__Task__.
In the entries below, find the line containing "For the test set, locate each instance of the green tree". Copy it and all lines after it, exactly, through the end.

__Material provided__.
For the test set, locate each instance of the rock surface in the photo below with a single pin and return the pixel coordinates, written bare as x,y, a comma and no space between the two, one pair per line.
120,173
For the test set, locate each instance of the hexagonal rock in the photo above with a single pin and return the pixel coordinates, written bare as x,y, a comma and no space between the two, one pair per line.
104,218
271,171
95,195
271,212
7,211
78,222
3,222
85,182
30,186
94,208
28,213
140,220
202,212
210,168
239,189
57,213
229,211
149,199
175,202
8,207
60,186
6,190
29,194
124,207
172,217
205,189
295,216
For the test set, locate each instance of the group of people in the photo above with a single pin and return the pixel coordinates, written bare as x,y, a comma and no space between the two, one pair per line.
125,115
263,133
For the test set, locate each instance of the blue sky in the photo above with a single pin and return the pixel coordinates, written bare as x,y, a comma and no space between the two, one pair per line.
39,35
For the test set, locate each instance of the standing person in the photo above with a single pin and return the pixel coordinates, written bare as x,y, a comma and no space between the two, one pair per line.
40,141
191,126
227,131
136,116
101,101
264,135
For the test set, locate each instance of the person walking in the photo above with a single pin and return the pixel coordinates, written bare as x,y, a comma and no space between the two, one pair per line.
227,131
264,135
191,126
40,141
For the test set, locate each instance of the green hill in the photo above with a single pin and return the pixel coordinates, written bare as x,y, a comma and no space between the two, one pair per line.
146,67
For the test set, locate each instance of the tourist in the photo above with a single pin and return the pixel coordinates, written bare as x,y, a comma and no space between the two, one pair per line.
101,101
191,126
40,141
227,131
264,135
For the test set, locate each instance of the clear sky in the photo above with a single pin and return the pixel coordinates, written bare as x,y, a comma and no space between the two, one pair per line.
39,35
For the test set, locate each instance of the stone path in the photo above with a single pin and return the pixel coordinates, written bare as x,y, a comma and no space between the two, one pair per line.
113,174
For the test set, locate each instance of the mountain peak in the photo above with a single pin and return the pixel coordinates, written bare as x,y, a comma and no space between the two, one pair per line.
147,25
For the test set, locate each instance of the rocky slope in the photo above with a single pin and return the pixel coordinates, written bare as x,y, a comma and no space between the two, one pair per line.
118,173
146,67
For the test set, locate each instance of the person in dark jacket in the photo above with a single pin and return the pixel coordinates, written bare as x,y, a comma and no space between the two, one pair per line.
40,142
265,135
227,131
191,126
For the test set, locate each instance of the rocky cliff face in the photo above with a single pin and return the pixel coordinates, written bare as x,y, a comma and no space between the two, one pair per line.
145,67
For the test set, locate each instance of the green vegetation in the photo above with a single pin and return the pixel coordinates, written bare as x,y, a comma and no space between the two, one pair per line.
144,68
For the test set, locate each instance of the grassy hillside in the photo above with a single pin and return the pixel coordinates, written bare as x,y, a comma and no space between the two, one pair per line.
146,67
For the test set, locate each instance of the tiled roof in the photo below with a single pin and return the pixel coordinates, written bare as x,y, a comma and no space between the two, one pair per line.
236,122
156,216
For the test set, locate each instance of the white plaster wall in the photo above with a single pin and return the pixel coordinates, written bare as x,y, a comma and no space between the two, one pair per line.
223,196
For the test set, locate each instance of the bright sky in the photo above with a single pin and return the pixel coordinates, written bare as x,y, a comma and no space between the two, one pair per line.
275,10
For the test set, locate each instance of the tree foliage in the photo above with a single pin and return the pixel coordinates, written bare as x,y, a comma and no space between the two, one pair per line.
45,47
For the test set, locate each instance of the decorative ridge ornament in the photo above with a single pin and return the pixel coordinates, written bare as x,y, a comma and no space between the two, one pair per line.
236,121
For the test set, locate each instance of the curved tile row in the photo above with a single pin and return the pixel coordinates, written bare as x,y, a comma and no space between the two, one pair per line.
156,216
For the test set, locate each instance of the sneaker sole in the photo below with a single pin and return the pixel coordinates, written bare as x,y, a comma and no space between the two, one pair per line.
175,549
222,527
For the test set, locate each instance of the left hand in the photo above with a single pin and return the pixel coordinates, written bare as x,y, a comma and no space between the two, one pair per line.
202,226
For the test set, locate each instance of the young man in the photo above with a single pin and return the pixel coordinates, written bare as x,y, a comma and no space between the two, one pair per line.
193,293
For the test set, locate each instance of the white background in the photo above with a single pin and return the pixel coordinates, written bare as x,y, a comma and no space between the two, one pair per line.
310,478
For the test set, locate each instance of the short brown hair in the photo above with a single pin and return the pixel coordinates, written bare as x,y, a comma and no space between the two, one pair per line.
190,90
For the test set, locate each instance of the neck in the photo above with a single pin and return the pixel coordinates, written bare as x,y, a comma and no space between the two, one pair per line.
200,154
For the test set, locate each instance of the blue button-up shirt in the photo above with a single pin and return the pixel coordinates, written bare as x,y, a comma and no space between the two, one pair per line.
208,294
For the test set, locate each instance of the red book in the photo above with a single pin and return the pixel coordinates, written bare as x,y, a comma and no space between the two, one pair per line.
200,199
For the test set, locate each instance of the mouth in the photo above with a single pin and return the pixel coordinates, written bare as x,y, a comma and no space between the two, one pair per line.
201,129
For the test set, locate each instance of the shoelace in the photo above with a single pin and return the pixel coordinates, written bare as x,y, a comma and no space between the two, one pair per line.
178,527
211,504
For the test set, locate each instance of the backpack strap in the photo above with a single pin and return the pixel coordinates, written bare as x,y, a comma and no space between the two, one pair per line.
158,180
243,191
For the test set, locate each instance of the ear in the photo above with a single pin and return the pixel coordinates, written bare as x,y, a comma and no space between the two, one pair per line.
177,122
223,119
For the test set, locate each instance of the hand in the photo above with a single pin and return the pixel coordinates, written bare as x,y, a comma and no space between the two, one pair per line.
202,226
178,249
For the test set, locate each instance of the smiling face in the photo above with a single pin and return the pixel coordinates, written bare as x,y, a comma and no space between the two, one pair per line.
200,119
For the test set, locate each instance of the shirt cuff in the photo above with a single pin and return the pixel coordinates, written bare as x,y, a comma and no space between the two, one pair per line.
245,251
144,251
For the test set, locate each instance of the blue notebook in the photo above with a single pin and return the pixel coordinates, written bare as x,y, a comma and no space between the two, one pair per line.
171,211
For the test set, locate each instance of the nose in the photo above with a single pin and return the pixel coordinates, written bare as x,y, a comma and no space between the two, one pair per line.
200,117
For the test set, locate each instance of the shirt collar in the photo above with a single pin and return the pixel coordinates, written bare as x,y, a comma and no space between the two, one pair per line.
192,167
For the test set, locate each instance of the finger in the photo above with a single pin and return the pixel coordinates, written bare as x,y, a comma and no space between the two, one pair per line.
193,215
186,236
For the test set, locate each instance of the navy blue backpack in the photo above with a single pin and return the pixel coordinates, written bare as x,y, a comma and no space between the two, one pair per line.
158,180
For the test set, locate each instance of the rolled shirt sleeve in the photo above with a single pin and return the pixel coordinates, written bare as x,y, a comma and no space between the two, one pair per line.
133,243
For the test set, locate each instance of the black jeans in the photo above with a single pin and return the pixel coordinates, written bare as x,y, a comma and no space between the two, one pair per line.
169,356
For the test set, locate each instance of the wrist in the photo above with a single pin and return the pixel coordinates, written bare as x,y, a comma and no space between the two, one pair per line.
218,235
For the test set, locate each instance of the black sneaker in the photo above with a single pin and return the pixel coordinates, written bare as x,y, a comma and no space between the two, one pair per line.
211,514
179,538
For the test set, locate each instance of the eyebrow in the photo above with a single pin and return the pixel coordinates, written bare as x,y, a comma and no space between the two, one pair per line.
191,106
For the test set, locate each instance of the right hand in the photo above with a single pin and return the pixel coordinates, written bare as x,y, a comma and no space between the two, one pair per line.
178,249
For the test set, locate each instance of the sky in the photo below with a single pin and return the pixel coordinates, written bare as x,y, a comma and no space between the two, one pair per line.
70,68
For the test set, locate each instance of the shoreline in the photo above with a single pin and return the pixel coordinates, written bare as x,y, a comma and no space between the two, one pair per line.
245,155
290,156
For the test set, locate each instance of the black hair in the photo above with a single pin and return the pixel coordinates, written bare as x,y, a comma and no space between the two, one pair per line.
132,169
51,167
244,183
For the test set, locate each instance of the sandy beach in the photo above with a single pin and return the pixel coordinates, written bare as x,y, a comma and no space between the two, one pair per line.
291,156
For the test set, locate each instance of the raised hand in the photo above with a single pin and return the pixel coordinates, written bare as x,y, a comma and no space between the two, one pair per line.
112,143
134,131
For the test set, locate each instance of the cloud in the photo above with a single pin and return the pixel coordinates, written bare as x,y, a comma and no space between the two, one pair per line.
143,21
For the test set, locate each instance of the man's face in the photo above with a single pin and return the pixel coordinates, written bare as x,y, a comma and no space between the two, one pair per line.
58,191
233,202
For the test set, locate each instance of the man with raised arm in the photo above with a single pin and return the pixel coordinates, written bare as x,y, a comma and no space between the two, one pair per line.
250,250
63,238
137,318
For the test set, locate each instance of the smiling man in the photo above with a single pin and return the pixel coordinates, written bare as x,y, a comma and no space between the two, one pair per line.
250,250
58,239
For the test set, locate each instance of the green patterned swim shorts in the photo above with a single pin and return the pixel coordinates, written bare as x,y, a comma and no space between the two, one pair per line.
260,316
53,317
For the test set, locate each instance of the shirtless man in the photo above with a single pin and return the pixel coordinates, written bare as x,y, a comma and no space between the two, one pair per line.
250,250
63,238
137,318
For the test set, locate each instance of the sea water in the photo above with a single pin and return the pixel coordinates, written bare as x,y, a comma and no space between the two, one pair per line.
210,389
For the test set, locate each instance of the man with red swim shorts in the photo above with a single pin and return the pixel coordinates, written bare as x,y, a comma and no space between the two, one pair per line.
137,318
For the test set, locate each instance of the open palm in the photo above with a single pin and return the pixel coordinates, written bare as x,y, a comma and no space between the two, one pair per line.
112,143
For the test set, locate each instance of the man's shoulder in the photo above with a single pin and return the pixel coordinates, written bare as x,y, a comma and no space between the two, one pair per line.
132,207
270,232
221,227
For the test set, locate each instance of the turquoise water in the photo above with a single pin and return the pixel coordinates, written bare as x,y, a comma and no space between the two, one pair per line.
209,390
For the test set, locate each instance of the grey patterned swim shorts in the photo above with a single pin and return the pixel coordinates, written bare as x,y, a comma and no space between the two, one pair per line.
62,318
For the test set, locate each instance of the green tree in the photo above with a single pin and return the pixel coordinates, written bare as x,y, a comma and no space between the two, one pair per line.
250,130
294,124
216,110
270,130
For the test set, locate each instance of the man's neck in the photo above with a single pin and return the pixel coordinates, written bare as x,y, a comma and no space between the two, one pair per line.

__Expected output__.
For the test set, locate each instance of the green tree in the photo above with a single pin and return the pixel coordinates, written bare as x,y, a comma and no space between the two, one pair per line.
250,130
294,124
216,110
270,130
For the test set, locate each instance of the man's neck in the photo above with a single pin and return the pixel coordinates, written bare as x,y, a comma and no space between the two, one pair per line.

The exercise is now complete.